▸ **Reading passage**
— start —

The dimension of a parse tree t, denoted by \(\dim t\), is the dimension of its root. An example of a parse tree with marked dimensions of its nodes is given in Fig. 1, it uses a grammar for the Dyck language (\(S \rightarrow SS \ | \ aSb \ | \ \epsilon \)).

Note that the above definition gives the same number as the definition of d-caterpillar parse trees by Chytil and Monien [7]. On the other hand, the definition by Esparza et al. [12] produces a number that is less by one than \(\dim t\) defined in this paper.

Definition 1

(Grammars of bounded tree dimension) Let \(d \geqslant 1\). A grammar G is said to be of tree dimension bounded by d, if every parse tree t of G has \(\dim t \leqslant d\). The least such constant d is called the dimension of G, denoted by \(\dim G=d\).

3 Upper Bound on the Rational Index

The first result of this paper is that, if the dimension of trees in a grammar is bounded by a constant d, then the rational index of its language is bounded by \(O(n^{2d})\), where the constant factor depends upon the grammar.

Theorem 1

Let G be a grammar of tree dimension bounded by d, and let \(\mathcal {A}\) be an NFA with n states, with non-empty intersection \(L(G) \cap L(\mathcal {A})\). Then the length of the shortest string in \(L(G) \cap L(\mathcal {A})\) is in \(O(n^{2d})\).

The main component of the proof is the following lemma by Chytil and Monien [7], which they used in their study of unambiguous grammars of finite index.

Lemma 1

(Chytil and Monien [7, Lem. 7]) Let \(G=(\Sigma , N, R, S)\) be a grammar, let m be the maximal length of the right-hand side of its rules, and assume that there exists a parse tree of some dimension \(d \geqslant 1\) in this grammar. Then the grammar defines some string of length at most \((|N|(m-1) + 1)^d\).

Proof

A proof is included for completeness; later in Section 6 it will be generalized for multi-component grammars.

For each nonterminal A that has at least one parse tree of some dimension d, it is proved that A defines some string of length at most \((|N|(m-1) + 1)^d\). The proof proceeds by induction on d.

— end —

▸ **Given problem a**
Please tally the lines in the entries below that contain the word "balcony", and give only that number.

▸ **Supplied data**
— start —

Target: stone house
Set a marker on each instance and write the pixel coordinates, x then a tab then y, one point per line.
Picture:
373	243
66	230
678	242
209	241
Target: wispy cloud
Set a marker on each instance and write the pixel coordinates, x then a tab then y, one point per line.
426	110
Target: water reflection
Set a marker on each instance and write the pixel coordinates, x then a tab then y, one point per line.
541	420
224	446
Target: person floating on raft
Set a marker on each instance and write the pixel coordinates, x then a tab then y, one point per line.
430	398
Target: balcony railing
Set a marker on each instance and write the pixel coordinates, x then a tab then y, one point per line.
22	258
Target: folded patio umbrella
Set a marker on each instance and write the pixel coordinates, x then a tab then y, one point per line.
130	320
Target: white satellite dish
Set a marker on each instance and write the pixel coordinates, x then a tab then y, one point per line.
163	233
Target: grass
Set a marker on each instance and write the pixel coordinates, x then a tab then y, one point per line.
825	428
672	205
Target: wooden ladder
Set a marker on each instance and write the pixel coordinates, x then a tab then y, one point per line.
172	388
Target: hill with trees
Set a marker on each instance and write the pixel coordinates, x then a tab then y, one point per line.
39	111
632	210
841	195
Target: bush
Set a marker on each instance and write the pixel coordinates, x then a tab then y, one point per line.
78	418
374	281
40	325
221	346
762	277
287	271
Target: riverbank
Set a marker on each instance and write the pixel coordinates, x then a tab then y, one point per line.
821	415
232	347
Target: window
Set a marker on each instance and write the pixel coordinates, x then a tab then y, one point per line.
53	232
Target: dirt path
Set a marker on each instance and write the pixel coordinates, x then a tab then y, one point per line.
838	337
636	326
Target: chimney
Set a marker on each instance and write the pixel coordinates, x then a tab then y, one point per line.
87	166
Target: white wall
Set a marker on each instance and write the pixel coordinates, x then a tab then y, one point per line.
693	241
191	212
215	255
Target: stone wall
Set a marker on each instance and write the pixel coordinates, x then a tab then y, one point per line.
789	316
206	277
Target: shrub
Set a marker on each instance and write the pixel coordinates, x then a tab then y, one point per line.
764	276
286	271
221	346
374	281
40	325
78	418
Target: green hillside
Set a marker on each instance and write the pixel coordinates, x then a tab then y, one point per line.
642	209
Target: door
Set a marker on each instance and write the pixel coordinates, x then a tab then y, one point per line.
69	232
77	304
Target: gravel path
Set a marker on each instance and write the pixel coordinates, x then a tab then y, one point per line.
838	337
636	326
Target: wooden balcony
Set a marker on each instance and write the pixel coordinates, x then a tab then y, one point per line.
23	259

— end —

▸ **Given problem b**
In the passage on parse tree dimension, how does the number from the definition by Esparza et al. compare with \(\dim t\)?

▸ **Written answer a**
2

▸ **Written answer b**
It is less by one than \(\dim t\).